Votre travail:
a: Résumez l'extrait en deux phrases.
b: Recopiez sans rien changer tout le passage de l'extrait qui va de « C’est vrai, mais » jusqu'à « 4,75 % aujourd’hui. ».

Texte d'étude:
-------------------------
Les taux longs sont néanmoins repartis à la hausse ?
C’est vrai, mais ils demeurent autour de 4,5 %, ce qui n’est pas anormal compte tenu du dynamisme de l’économie et de l’inflation. Si nous investissons en obligations, c’est pour le rendement, pas pour le gain en capital. Au contraire, la hausse n’empêchera pas la Fed de procéder à de nouvelles baisses des taux courts. Nous anticipons trois nouvelles baisses des taux directeurs en 2025 pour atterrir à 4 %, contre 4,75 % aujourd’hui.

L’Europe peut-elle s’en sortir ?
Oui, si elle prend acte que nous sommes passés d’un monde marqué par la globalisation à un monde régi par la logique des blocs. Ce changement de paradigme implique de sécuriser son marché domestique, de s’affranchir des autres blocs. Les États-Unis consacrent 3 500 milliards de dollars aux investissements nécessaires pour sécuriser ses chaînes d’approvisionnement, garantir son autonomie, disposer d’une énergie abondante et à bas coût. C’est l’équivalent de plus de deux plans Marshall [du nom du programme américain, lancé après la Seconde Guerre mondiale, pour reconstruire l’Europe, NDLR].
-------------------------
Données de pointage d'expressions référentielles
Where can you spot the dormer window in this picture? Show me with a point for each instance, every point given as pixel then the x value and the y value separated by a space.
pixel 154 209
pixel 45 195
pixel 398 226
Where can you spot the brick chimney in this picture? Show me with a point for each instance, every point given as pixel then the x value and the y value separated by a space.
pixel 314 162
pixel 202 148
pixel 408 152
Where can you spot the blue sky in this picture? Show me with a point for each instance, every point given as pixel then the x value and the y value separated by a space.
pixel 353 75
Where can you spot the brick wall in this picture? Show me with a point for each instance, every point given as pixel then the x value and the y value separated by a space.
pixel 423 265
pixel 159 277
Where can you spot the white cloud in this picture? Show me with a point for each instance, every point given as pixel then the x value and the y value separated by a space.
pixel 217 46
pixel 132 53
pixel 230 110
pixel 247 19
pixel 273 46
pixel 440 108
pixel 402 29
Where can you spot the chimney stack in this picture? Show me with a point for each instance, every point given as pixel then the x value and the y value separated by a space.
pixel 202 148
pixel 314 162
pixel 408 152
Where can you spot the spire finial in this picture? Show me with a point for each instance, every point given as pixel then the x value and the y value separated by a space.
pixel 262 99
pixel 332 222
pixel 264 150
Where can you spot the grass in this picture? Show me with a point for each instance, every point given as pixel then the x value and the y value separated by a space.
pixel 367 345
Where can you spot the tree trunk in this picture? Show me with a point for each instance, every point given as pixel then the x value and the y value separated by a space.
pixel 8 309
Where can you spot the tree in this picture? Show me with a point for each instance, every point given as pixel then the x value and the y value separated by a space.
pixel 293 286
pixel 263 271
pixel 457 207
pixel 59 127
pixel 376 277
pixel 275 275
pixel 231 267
-------------------------
Réponses par point:
a: Les taux longs sont repartis à la hausse mais restent autour de 4,5 %, ce qui n'empêchera pas la Fed de baisser encore ses taux directeurs, avec trois baisses attendues en 2025 pour atterrir à 4 %. L'Europe peut s'en sortir si elle accepte le passage de la globalisation à un monde de blocs et sécurise son marché domestique, alors que les États-Unis consacrent 3 500 milliards de dollars à sécuriser leurs chaînes d'approvisionnement et leur autonomie.

b:
C’est vrai, mais ils demeurent autour de 4,5 %, ce qui n’est pas anormal compte tenu du dynamisme de l’économie et de l’inflation. Si nous investissons en obligations, c’est pour le rendement, pas pour le gain en capital. Au contraire, la hausse n’empêchera pas la Fed de procéder à de nouvelles baisses des taux courts. Nous anticipons trois nouvelles baisses des taux directeurs en 2025 pour atterrir à 4 %, contre 4,75 % aujourd’hui.